■ **ACTION ITEM**
Please set down the listing exactly, from the first line to the last.

■ **SOURCE DATA**
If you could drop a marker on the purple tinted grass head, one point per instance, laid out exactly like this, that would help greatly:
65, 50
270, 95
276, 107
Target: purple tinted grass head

■ **TASK RESPONSE**
If you could drop a marker on the purple tinted grass head, one point per instance, laid out exactly like this, that would help greatly:
65, 50
270, 95
276, 107
Target: purple tinted grass head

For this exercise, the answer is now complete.